▶ Written request: Lay out every line of the material below as a JSON list of strings, one string per line, with blank lines left out. Leave the pictures out of the list.

Point labeling data based on photos:
########

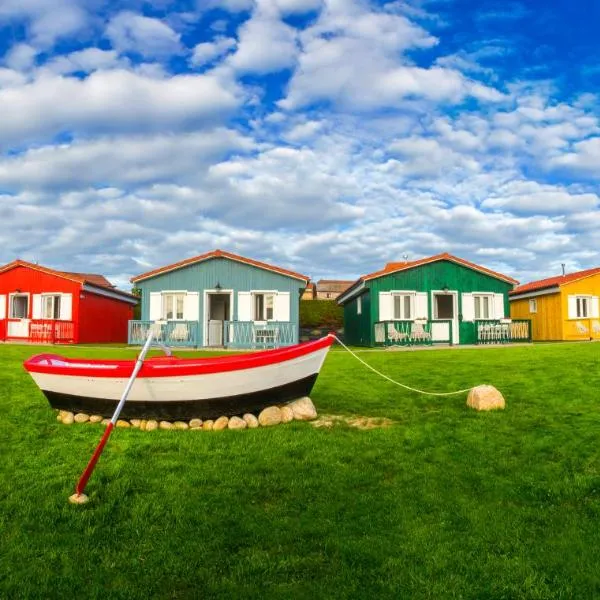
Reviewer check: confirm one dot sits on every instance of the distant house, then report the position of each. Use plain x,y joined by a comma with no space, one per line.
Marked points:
330,289
441,298
220,299
564,307
43,305
309,292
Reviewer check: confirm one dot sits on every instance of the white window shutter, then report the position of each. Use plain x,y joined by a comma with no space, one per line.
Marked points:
36,306
281,307
499,306
468,307
421,306
66,307
386,306
155,309
244,306
191,306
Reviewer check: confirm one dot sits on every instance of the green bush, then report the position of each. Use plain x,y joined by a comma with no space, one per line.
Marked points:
321,313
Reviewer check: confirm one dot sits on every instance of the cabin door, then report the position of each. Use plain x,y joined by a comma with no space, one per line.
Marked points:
219,307
445,306
18,324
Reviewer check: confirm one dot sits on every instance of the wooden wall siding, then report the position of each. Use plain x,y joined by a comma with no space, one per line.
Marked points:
590,286
103,320
546,323
358,329
230,275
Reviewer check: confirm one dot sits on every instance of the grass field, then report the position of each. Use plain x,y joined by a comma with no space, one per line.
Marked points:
445,503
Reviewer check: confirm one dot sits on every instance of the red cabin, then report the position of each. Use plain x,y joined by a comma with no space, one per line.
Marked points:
42,305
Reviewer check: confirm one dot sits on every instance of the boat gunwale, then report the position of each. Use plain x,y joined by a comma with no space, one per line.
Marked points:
169,366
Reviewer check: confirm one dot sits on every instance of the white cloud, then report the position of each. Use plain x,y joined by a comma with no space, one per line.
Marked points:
21,57
124,161
351,57
206,52
47,20
112,101
85,61
532,197
131,32
265,43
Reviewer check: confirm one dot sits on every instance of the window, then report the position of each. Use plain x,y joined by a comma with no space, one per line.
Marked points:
403,306
51,307
19,306
533,305
583,307
263,307
482,306
173,307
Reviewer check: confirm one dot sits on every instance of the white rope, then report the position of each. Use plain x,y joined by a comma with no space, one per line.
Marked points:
407,387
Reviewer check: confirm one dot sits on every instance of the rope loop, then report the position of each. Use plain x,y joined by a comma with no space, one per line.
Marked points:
406,387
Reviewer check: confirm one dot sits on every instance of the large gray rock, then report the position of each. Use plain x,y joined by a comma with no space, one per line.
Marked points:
237,423
220,424
251,420
270,416
485,397
303,409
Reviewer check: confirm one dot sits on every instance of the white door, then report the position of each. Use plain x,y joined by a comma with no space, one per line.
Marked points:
445,305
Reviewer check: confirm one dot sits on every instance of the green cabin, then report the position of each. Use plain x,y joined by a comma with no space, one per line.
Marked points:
439,299
219,299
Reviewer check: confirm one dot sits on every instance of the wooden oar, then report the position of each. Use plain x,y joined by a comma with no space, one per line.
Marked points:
79,497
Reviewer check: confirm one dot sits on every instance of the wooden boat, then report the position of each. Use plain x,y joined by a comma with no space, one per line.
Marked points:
174,388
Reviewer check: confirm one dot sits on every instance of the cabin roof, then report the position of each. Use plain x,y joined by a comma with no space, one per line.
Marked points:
219,254
553,282
396,267
93,279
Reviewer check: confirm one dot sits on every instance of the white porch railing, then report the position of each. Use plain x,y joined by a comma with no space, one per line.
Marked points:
268,334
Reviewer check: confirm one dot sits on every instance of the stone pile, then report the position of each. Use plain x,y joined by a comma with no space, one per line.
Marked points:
302,409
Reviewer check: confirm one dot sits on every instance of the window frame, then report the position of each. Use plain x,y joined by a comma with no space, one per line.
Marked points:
402,298
55,305
478,299
264,316
583,307
11,305
173,296
533,306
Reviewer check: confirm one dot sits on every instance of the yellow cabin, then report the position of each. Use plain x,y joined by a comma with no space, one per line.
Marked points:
565,307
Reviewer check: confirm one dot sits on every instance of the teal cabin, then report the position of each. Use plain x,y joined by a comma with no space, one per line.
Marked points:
439,299
219,299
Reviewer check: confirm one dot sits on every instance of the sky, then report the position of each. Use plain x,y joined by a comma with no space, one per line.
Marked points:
324,136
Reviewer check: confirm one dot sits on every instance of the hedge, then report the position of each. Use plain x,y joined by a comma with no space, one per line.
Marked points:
321,313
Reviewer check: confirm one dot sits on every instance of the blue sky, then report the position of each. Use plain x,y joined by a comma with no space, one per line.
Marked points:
325,136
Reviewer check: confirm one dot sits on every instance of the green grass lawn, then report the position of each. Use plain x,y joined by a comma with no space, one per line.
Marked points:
445,503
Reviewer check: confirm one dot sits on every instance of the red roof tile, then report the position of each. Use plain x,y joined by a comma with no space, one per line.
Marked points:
394,267
82,278
549,282
218,254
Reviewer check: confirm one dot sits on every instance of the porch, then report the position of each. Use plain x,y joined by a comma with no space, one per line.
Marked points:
422,332
37,331
231,334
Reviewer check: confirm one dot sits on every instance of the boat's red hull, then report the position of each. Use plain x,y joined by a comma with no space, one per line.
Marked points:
172,388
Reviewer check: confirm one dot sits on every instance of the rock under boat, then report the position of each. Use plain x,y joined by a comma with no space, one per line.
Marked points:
168,387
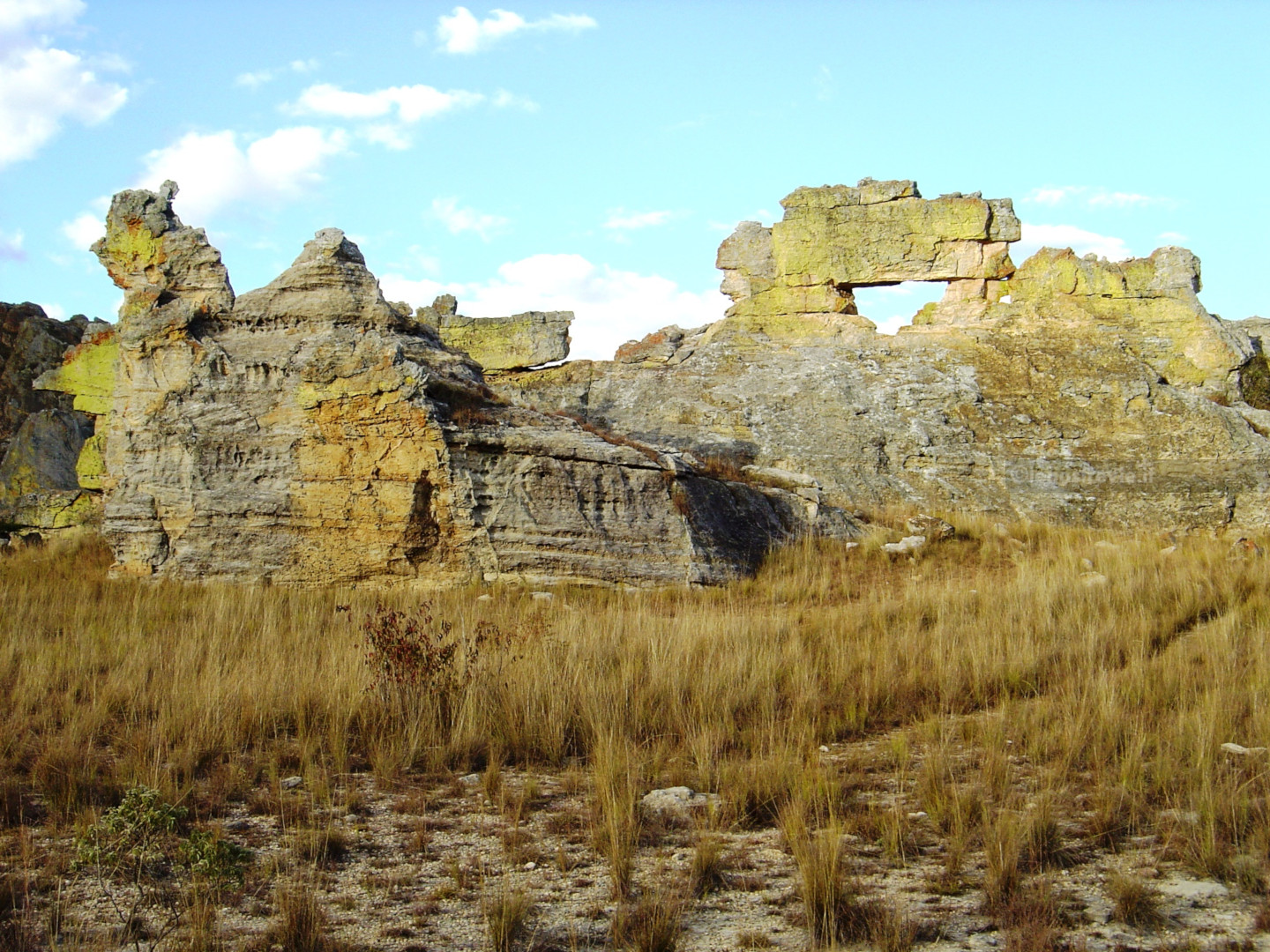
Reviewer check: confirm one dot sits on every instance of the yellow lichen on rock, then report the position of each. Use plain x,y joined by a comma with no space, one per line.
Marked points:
88,372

########

▶ The output:
[
  "Reviewer check: confirm one dot sits on every instance of the distant house, then report the position of each. Use plain x,y joined by a comma with no space, one per line.",
  "Marked points:",
  "330,289",
  "441,298",
  "220,299",
  "564,307",
  "43,305",
  "309,292",
  "Reviewer check: confirm one dot sits on every instance of the white window shutter, then report the position of each. Use plain x,y joined by a comma with no space, one per line.",
  "Marked points:",
  "36,306",
  "281,307",
  "499,306",
  "468,307",
  "421,306",
  "66,307",
  "386,306",
  "155,309",
  "244,306",
  "191,306",
  "Reviewer check: confirm one dot sits on every instance of the green bush, then report the position of each. Use plain x,y joined by a comma with no space, one per line.",
  "Marked points:",
  "321,313",
  "Reviewer check: confirm one dot sits on every instance of the cabin door, then report the position of each. Use plain x,y joined by a comma with no space, one per line.",
  "Marked points:",
  "219,307",
  "445,306",
  "18,324",
  "Reviewer check: confirm one dot sits on every instance of the wooden wall siding, then report the position of each. Use plain x,y joined by a comma with no space, one per line.",
  "Marked points:",
  "590,286",
  "103,320",
  "546,323",
  "358,329",
  "230,275",
  "Reviewer check: confirm one dot sits on every instance of the grass field, then report the position of each. Use plain x,y joined by a comma with no space, one per line.",
  "Marked points:",
  "445,503",
  "Reviewer check: confirm one dot sits on every instance of the red cabin, then report the position of each. Use plain x,y joined by a comma with no space, one per line.",
  "Marked points:",
  "42,305",
  "Reviewer check: confirm one dot sits on every instance of the boat gunwale, then report the position of each. Use plain x,y joined by a comma with no space, one per line.",
  "Marked points:",
  "169,366",
  "Reviewer check: confirm one dot sits on every instance of the white cloud, then report the position of each. Use plain x,y joined by a comma with no space, one per line.",
  "Marked points:",
  "21,57",
  "124,161",
  "351,57",
  "206,52",
  "47,20",
  "112,101",
  "85,61",
  "532,197",
  "131,32",
  "265,43",
  "Reviewer check: confirm one dot sits on every instance of the window, then report the position of each. Use plain x,y joined by a comma with no space, one per line.",
  "Marked points:",
  "403,306",
  "51,307",
  "19,306",
  "533,305",
  "583,307",
  "263,307",
  "482,306",
  "173,307",
  "Reviewer check: confirm one dot sits on every instance of the white rope, then report the position of each. Use plain x,y joined by a comma with no space, one per line.",
  "Marked points:",
  "407,387",
  "Reviewer check: confirm one dot sits on every instance of the rope loop, then report the position of each. Use plain x,y joined by a comma with no space, one per line.",
  "Marked points:",
  "406,387",
  "Reviewer check: confirm one dot sits on every instance of the large gray rock, then report the position of each. Use plain x,y joined by a comma with no space, one per line.",
  "Marked points:",
  "237,423",
  "220,424",
  "251,420",
  "270,416",
  "485,397",
  "303,409",
  "Reviewer check: confirm one dot sits on every instance of the white door, then report the position of each. Use plain x,y joined by a comma with no space, one per line.",
  "Marked points:",
  "445,305",
  "Reviewer check: confirm one dot sits on every instance of the green cabin, then report the position of each. Use plain x,y joined by a comma with no space, one per line.",
  "Marked points:",
  "439,299",
  "219,299",
  "Reviewer check: confirm one dot sits on every instance of the wooden oar, then report the position of each. Use plain x,y joined by a comma with no space, one per line.",
  "Marked points:",
  "79,497",
  "Reviewer check: confirm one dot sits on every instance of the wooden boat, then report the position of each. Use plain x,y joined by a comma with no space, one per line.",
  "Marked points:",
  "174,388",
  "Reviewer check: confirm one dot sits on every instance of the cabin roof, then report the position of each. Use plain x,y joined by a comma with no space, one per line.",
  "Marked points:",
  "219,254",
  "553,282",
  "396,267",
  "93,279",
  "Reviewer check: confirm one dot sits on every instance of the white porch railing, then report the position of each. Use plain x,y joined by a comma with no space, one per line.",
  "Marked points:",
  "268,334",
  "Reviewer check: confirm one dot sits on every instance of the stone pile, then report the position of each. Use plain x,y joined by a comma with no space, one per line.",
  "Marked points:",
  "302,409",
  "Reviewer check: confirm one dot sits on every instance of the window frame, then report the position of each. Use plain x,y joined by a comma with no space, one per line.",
  "Marked points:",
  "402,298",
  "55,305",
  "478,299",
  "264,316",
  "583,307",
  "11,305",
  "173,296",
  "533,306",
  "Reviewer check: confirm one dot sits on every instance of the yellow cabin, then report the position of each. Use plain x,y joined by a comma with no space, one per line.",
  "Marked points:",
  "565,307",
  "Reviewer check: confirm one dot sits on every instance of the teal cabin, then report the position of each. Use plain x,y joined by a comma with no space, one per line.",
  "Marked points:",
  "439,299",
  "219,299",
  "Reviewer check: confirm one dot sits on every instance of the sky, then report the position of each. Use plain x,y joined by a comma with no space, one per line.",
  "Marked points:",
  "324,136",
  "Reviewer check: confirm one dot sits on every instance of the hedge, then report the position of each. Use plain x,y joined by a comma with no space, one per line.",
  "Marked points:",
  "321,313",
  "Reviewer check: confirm one dot sits on every instance of the blue sky, then report the position of each. Use plain x,y joined by a comma with no space, one per line.",
  "Marked points:",
  "325,136",
  "Reviewer check: confirm one dot sits on every instance of the green grass lawn, then report the position of each. Use plain x,y joined by a comma with no space, one per line.",
  "Marked points:",
  "445,503",
  "Reviewer check: confirm one dot sits on every instance of the red roof tile, then report the position of each. Use plain x,y joined by a comma with no space, one per line.",
  "Marked points:",
  "394,267",
  "82,278",
  "549,282",
  "218,254",
  "Reviewer check: confirm one dot sits on every instance of the porch, then report the position of each. Use plain x,y joined by a comma with no space, one per line.",
  "Marked points:",
  "422,332",
  "37,331",
  "231,334",
  "Reviewer check: confirm one dot sits on every instance of the boat's red hull, then report the position of each. Use plain x,y joined by a comma with no space, one per line.",
  "Marked points:",
  "172,388",
  "Reviewer check: confirm one dot sits on every instance of the rock under boat, then report the position of each. Use plain x,y joined by a comma with no space, one per line.",
  "Marked points:",
  "168,387",
  "Reviewer check: confirm one dot sits on every instance of the yellow lichen on rock, then report the position of each. Use plain x,y joined by a comma with no space, one per line.",
  "Marked points:",
  "88,372"
]